GIVEN PASSAGE.
-=-=-=-=-

Posts filed under 'ARDA'

Timeshare Resale Scams: A Classic Case of Problem, Reaction, Solution

By now, it’s common knowledge that timeshare resale scams have exploded over the last couple years. Most often these cons tend to take the form of a fake timeshare resale company promising the timeshare owner there’s a buyer lined for their timeshare, the only requirement is the owner pay thousands upfront in order to close the deal. Of course, these ‘deals’ never materialize, and frequently the company has vanished by the time the owner realizes the gig is up. Under existing federal and state laws these ‘buyer waiting’ timeshare scams involve the commission of multiple felonies, including but not limited to mail fraud, wire fraud, and racketeering. Prison sentences for these serious crimes can be up to 15 years or more – on par with bank robbery!

According to the ‘official’ story,  previously law-abiding individuals, working in the timeshare resale industry, suddenly turned to a life of crime – committing multiple felonies without remorse, or fear of incarceration. You’re expected to believe that after 20 years of existing in relative anonymity, timeshare resale became the country’s #1 scam almost overnight. The FTC received just 819 complaints concerning timeshares resales in 2009, but more than 5,000 in 2011. During the same period, complaints in Florida went up over 1,000%. What happened? How did an entire industry manage to simultaneously collapse into fraud and corruption? … What brought down building 7? Who is John Gault?

Americans do not, as a rule, commit multiple felonies unless they are already criminals. Certainly, they do not choose to do so en masse. The timeshare resale industry did not suddenly turn to crime, and criminals did not ‘hide out’ in the timeshare industry for 20 years waiting for the perfect moment. To understand what has happened to our industry, we must start with the very nature of the beast:

Timeshare developers sold a record $10.6 billion of timeshare in 2007. Since then, largely due to tight credit markets, sales have hovered around $6 billion annually. It costs developers around $7,000 in marketing to sell one timeshare (or 35% of the average $20,000 sale price.) Buyers of timeshares in the U.S. have a cooling-off period, during which their purchase can be cancelled with no penalty. Should a timeshare purchaser happen to visit the internet during this window, he or she would likely find a resale being advertised at the same resort for thousands less. It is in this fashion that timeshare resale companies cause costly cancellations for timeshare developers. At a time when revenues were already down substantially, timeshare resales were the problem for which timeshare developers needed a solution. To accomplish this feat, a tried-and-true method has been used: create a problem, cause a reaction, and offer the solution.

-=-=-=-=-

PROVIDED DATA.
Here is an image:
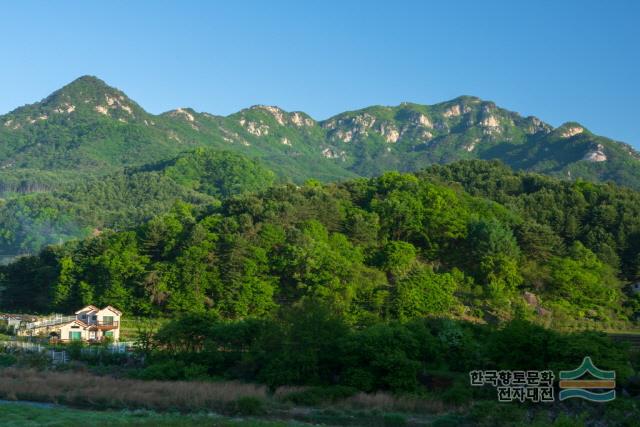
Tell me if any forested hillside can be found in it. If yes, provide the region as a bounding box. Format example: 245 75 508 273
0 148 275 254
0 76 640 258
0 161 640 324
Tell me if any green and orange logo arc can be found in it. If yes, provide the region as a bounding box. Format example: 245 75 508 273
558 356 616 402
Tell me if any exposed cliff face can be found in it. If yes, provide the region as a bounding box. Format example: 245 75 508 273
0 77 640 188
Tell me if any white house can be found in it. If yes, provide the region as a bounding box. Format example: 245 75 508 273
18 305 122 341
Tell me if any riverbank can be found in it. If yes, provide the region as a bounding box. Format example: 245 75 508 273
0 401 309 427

-=-=-=-=-

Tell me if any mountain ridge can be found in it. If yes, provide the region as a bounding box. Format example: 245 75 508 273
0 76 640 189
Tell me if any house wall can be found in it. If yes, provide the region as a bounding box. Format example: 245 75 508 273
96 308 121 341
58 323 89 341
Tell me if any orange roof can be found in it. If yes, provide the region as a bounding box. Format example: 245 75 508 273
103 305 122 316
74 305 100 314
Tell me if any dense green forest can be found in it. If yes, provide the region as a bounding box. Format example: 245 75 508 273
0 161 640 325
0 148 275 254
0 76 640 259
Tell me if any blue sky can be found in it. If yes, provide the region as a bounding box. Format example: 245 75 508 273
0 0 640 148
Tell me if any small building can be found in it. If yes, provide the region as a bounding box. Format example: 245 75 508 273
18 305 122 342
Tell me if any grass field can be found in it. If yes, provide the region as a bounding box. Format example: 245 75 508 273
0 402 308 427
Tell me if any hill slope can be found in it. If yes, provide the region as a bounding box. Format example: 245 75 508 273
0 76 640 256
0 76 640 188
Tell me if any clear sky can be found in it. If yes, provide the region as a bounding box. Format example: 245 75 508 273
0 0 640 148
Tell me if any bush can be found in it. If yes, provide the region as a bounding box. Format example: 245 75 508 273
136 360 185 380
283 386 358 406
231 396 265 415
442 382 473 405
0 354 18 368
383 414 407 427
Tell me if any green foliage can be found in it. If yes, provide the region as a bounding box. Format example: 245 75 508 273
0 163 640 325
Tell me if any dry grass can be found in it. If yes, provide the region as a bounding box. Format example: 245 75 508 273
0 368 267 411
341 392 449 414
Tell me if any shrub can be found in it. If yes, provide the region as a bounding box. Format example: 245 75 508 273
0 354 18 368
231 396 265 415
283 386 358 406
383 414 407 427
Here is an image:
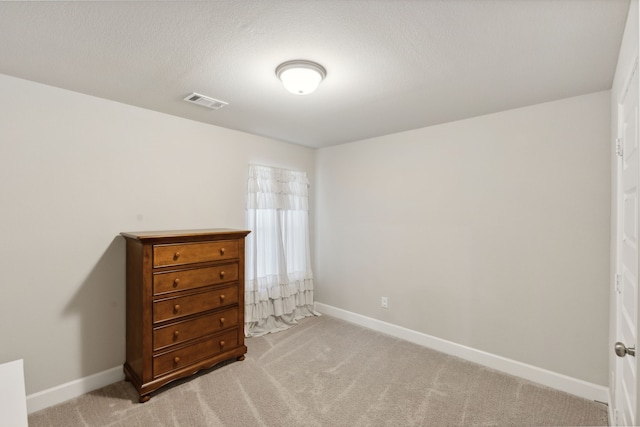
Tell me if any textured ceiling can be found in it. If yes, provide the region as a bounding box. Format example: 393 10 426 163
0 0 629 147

-=-=-=-=-

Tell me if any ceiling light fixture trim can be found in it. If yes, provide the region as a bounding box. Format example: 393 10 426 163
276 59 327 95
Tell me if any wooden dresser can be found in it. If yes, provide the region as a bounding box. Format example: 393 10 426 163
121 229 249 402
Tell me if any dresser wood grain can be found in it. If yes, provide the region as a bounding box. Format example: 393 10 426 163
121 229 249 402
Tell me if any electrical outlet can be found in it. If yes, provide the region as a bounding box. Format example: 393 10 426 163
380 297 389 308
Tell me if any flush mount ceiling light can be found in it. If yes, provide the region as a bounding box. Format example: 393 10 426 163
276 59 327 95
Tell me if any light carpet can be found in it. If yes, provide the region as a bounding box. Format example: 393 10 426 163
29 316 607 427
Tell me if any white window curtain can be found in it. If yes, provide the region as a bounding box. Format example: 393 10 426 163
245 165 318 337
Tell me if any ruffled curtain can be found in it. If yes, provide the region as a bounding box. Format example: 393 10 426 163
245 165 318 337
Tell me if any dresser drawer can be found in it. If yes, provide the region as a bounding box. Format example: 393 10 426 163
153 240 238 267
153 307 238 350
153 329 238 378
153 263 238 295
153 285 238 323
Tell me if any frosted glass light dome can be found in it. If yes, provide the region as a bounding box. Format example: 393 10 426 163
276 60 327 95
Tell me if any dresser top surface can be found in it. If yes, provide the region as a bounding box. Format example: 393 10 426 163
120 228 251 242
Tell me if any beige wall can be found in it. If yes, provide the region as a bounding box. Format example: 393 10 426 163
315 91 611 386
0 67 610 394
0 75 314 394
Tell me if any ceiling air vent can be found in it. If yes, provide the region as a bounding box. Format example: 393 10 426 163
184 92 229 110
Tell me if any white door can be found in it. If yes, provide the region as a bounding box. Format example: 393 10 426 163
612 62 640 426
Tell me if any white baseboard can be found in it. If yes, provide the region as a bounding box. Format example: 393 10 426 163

-=-=-=-=-

WHAT YOU NEED TO DO.
• 1. In the timeshare resale article, condense the paragraph beginning "Timeshare developers sold a record" into a bulleted list that keeps its main facts.
• 2. Output, unchanged, the part of the listing that opens with the line containing "Tell me if any mountain" and closes with the line containing "58 323 89 341", including both of those lines.

SOLVED TASKS.
• 1.
- Timeshare developers sold a record $10.6 billion in 2007. Since then, largely because of tight credit markets, sales have hovered around $6 billion a year.
- Developers spend about $7,000 in marketing to sell one timeshare, which is 35% of the average $20,000 sale price.
- U.S. buyers have a cooling-off period in which they can cancel without penalty. A buyer who goes online during that window would likely find a resale at the same resort for thousands less. This is how resale companies cause costly cancellations for developers.
- With revenues already down substantially, resales were the problem developers needed to solve. They used a tried-and-true method: create a problem, cause a reaction, and offer the solution.

• 2.
Tell me if any mountain ridge can be found in it. If yes, provide the region as a bounding box. Format example: 245 75 508 273
0 76 640 189
Tell me if any house wall can be found in it. If yes, provide the region as a bounding box. Format example: 245 75 508 273
96 308 121 341
58 323 89 341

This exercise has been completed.